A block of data
***

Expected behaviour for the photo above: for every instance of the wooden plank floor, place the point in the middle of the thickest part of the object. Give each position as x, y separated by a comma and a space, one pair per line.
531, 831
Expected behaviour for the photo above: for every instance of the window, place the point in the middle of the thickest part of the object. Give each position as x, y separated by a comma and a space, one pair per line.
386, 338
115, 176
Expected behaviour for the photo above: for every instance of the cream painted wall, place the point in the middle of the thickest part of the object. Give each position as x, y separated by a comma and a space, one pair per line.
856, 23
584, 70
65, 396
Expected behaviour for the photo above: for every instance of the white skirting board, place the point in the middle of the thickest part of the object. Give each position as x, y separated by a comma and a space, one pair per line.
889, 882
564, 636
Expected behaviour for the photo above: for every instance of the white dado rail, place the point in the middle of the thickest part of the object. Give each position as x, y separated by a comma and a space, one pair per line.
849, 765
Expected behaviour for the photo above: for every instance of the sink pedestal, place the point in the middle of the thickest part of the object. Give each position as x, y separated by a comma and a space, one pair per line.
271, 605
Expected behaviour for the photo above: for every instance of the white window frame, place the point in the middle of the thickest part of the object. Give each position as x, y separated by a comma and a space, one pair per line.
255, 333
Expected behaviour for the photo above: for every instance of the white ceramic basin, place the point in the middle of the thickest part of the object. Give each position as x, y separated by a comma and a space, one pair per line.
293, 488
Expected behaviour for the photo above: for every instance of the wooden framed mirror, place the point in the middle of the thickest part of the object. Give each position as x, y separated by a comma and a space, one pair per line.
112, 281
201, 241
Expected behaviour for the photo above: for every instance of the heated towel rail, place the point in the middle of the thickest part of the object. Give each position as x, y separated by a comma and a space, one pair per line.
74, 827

***

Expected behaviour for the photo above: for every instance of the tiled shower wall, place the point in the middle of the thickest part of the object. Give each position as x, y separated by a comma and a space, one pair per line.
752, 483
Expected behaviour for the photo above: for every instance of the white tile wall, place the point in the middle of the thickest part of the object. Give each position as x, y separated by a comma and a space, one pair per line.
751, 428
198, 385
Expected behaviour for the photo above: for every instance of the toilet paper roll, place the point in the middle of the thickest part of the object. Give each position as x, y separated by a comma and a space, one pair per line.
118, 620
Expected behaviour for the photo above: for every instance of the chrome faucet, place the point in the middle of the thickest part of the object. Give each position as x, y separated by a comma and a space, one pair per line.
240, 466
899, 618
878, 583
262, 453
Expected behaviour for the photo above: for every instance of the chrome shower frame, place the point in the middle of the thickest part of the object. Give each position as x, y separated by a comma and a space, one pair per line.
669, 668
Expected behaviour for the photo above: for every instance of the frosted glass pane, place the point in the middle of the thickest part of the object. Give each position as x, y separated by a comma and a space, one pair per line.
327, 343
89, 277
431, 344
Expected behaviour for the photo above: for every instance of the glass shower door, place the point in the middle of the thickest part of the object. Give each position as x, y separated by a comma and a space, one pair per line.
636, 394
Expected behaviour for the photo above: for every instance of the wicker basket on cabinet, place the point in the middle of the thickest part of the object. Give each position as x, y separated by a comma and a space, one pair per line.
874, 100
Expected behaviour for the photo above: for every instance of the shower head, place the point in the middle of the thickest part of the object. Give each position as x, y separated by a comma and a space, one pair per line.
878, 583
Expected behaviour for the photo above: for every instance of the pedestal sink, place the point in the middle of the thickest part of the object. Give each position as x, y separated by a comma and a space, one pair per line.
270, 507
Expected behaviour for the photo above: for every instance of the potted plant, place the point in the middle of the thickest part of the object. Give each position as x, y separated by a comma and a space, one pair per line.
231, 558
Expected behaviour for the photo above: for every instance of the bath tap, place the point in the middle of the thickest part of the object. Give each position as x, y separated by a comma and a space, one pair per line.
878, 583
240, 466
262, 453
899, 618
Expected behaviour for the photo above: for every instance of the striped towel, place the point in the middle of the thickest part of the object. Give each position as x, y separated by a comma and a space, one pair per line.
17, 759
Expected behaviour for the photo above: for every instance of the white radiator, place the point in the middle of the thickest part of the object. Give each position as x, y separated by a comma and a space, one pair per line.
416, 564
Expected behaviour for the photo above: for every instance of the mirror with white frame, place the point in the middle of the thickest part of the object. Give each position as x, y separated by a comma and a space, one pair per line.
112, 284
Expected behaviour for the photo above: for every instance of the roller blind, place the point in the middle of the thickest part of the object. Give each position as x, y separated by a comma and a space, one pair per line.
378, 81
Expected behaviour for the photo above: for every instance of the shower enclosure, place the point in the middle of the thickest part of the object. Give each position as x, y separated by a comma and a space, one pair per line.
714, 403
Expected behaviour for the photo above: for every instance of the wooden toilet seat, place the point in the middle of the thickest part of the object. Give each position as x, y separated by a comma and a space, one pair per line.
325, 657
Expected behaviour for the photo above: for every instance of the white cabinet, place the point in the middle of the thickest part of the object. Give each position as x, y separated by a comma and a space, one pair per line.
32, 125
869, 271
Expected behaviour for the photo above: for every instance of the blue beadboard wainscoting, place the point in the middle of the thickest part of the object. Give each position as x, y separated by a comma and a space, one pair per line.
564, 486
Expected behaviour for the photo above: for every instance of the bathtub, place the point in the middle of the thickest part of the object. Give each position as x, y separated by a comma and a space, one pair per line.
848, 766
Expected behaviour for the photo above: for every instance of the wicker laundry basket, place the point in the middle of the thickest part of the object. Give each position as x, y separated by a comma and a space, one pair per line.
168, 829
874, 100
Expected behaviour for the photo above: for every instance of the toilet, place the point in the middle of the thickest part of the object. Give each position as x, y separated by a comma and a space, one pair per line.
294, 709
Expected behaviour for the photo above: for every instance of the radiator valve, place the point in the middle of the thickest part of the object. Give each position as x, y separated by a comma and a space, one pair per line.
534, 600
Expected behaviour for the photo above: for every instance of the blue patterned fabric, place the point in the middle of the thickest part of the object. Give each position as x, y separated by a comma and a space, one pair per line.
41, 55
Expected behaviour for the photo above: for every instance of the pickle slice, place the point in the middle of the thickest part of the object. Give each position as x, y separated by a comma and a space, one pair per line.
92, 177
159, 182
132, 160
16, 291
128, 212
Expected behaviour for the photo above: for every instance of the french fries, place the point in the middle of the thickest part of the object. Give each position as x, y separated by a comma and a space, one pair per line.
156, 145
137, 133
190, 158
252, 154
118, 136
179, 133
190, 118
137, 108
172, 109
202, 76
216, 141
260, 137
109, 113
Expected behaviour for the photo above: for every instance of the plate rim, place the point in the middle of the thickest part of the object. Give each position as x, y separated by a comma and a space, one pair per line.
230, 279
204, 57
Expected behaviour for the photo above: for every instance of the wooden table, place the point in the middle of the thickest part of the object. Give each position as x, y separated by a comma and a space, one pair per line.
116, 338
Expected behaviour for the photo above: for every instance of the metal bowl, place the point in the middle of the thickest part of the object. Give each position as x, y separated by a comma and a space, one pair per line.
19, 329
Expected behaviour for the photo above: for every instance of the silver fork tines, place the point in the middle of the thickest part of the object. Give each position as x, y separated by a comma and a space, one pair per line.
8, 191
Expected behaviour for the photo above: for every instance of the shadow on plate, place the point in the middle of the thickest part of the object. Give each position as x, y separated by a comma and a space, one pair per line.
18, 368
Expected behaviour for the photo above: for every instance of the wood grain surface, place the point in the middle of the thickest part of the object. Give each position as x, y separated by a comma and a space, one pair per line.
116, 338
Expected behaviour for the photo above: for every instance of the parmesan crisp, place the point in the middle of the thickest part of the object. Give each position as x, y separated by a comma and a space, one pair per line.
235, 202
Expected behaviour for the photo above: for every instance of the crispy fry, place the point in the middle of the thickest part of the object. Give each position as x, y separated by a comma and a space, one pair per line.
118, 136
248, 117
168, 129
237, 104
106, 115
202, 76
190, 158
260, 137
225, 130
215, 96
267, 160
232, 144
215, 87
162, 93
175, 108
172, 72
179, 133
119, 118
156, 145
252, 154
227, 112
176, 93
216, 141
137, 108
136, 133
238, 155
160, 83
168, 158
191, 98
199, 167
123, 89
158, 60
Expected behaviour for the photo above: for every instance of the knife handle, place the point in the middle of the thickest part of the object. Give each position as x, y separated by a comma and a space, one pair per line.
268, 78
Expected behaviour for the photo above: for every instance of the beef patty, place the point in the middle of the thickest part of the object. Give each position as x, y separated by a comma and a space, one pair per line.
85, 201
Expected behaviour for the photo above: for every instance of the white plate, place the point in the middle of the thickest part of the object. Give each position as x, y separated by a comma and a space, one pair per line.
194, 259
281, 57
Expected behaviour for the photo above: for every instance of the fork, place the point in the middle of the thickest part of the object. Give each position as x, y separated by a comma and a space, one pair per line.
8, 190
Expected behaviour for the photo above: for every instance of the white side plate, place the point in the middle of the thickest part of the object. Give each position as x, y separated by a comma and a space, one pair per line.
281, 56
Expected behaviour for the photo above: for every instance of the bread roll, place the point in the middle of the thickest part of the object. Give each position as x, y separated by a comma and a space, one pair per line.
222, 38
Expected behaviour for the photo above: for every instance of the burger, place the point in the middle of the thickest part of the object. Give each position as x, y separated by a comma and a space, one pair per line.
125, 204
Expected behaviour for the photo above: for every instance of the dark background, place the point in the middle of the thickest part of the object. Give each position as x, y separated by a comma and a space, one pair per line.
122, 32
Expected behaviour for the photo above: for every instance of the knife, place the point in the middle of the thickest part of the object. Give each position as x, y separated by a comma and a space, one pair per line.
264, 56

***

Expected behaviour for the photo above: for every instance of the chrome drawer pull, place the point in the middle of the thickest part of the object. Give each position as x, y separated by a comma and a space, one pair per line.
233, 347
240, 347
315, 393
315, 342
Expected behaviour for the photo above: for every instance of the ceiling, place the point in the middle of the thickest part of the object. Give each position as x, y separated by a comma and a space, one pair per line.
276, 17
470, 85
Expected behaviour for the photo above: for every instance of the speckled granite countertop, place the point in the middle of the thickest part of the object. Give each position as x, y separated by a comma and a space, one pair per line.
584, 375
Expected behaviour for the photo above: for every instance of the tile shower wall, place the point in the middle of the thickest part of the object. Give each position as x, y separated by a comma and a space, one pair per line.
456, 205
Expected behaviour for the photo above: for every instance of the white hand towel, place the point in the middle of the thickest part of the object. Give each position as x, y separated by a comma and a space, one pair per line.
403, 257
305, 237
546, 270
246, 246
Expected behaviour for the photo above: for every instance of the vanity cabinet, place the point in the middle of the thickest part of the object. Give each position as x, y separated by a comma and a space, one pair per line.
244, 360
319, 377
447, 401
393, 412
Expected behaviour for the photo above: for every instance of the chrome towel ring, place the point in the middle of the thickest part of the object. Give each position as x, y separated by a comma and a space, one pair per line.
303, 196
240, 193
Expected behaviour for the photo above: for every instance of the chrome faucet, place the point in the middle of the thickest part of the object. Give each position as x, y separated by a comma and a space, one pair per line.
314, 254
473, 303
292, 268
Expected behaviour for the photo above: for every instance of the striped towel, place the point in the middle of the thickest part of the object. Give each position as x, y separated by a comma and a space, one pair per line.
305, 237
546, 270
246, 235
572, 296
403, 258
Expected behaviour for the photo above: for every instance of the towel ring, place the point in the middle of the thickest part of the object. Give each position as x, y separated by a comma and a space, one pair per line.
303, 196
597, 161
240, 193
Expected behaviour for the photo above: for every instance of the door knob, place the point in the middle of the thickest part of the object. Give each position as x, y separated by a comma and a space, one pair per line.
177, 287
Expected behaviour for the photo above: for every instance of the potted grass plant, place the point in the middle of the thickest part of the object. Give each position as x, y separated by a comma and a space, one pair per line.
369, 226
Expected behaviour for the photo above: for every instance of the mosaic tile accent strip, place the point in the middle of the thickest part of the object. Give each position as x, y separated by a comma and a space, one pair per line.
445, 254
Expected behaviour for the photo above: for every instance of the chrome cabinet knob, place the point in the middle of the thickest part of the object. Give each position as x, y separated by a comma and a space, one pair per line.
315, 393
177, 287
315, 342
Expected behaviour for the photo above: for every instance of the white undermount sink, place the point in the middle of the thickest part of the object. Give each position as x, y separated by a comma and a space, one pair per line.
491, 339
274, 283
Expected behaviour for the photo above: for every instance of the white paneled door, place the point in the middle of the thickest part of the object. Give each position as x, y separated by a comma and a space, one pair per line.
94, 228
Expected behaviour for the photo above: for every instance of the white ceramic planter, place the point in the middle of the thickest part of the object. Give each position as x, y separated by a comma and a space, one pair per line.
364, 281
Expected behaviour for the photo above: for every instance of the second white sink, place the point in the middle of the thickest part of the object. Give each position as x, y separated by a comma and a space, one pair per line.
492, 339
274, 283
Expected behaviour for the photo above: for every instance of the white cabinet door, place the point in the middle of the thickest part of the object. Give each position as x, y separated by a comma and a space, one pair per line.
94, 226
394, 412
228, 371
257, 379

***

Please extract every line from the entries above that contains the word "bowl", copying each such line in full.

» Solution to this task:
Expected behaviour for the photo above: for every instance of the metal bowl, place the point in the middle of the thickest part of the object. Give each position as x, y separated by a comma and a space, one pair per line.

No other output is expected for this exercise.